* _TASKS_:
1) In the mawk manual excerpt, which operators associate right to left?
2) Continue the mawk manual excerpt from where it stops.

* _TEXT PASSAGE_:

···

Any expression can be used on the right hand side of the ~ or !~ operators or passed to a built-in that expects a regular expression. If needed, it is converted to string, and then interpreted as a regular expression. For example,


        BEGIN { identifier = "[_a-zA-Z][_a-zA-Z0-9]*" }

        $0 ~ "^" identifier

prints all lines that start with an AWK identifier.

mawk recognizes the empty regular expression, //, which matches the empty string and hence is matched by any string at the front, back and between every character. For example,


        echo  abc | mawk { gsub(//, "X") ; print }
        XaXbXcX

 

4. Records and fields

Records are read in one at a time, and stored in the field variable $0. The record is split into fields which are stored in $1, $2, ..., $NF. The built-in variable NF is set to the number of fields, and NR and FNR are incremented by 1. Fields above $NF are set to "".

Assignment to $0 causes the fields and NF to be recomputed. Assignment to NF or to a field causes $0 to be reconstructed by concatenating the $i's separated by OFS. Assignment to a field with index greater than NF, increases NF and causes $0 to be reconstructed.

Data input stored in fields is string, unless the entire field has numeric form and then the type is number and string. For example,

        echo 24 24E | 
        mawk '{ print($1>100, $1>"100", $2>100, $2>"100") }'
        0 1 1 1

$0 and $2 are string and $1 is number and string. The first comparison is numeric, the second is string, the third is string (100 is converted to "100"), and the last is string.  

5. Expressions and operators

The expression syntax is similar to C. Primary expressions are numeric constants, string constants, variables, fields, arrays and function calls. The identifier for a variable, array or function can be a sequence of letters, digits and underscores, that does not start with a digit. Variables are not declared; they exist when first referenced and are initialized to null.

New expressions are composed with the following operators in order of increasing precedence.

assignment              =  +=  -=  *=  /=  %=  ^=
conditional             ?  :
logical or              ||
logical and             &&
array membership        in
matching                ~   !~
relational              <  >   <=  >=  ==  !=
concatenation           (no explicit operator)
add ops                 +  -
mul ops                 *  /  % 
unary                   +  -
logical not             !
exponentiation          ^
inc and dec             ++ -- (both post and pre)
field                   $
Assignment, conditional and exponentiation associate right to left; the other operators associate left to right. Any expression can be parenthesized.  

6. Arrays

Awk provides one-dimensional arrays. Array elements are expressed as array[expr]. Expr is internally converted to string type, so, for example, A[1] and A["1"] are the same element and the actual index is "1". Arrays indexed by strings are called associative arrays. Initially an array is empty; elements exist when first accessed. An expression, expr in array evaluates to 1 if array[expr] exists, else to 0.

···

* _DATA PROVIDED_:
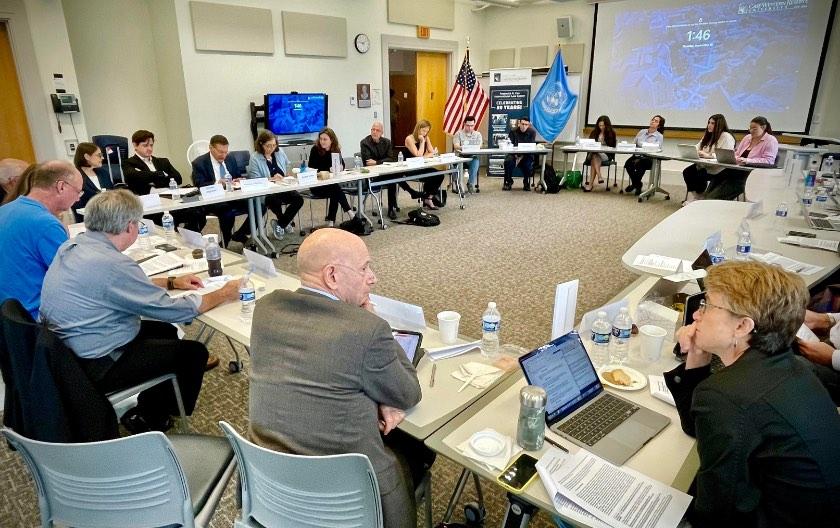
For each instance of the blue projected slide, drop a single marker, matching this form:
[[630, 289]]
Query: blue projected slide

···

* _RESPONSES IN ORDER_:
1) Assignment, conditional and exponentiation.

2)
There is a form of the for statement that loops over each index of an array.


        for ( var in array ) statement

sets var to each index of array and executes statement. The order that var transverses the indices of array is not defined.

The statement, delete array[expr], causes array[expr] not to exist. mawk supports an extension, delete array, which deletes all elements of array.

Multidimensional arrays are synthesized with concatenation using the built-in variable SUBSEP. array[expr1,expr2] is equivalent to array[expr1 SUBSEP expr2]. Testing for a multidimensional element uses a parenthesized index, such as

        if ( (i, j) in A )  print A[i, j]

 

7. Builtin-variables

The following variables are built-in and initialized before program execution.

ARGC
number of command line arguments.
ARGV
array of command line arguments, 0..ARGC-1.
CONVFMT
format for internal conversion of numbers to string, initially = "%.6g".
ENVIRON
array indexed by environment variables. An environment string, var=value is stored as ENVIRON[var] = value.
FILENAME
name of the current input file.
FNR
current record number in FILENAME.
FS
splits records into fields as a regular expression.
NF
number of fields in the current record.
NR
current record number in the total input stream.
OFMT
format for printing numbers; initially = "%.6g".
OFS
inserted between fields on output, initially = " ".
ORS
terminates each record on output, initially = "\n".
RLENGTH
length set by the last call to the built-in function, match().
RS
input record separator, initially = "\n".
RSTART
index set by the last call to match().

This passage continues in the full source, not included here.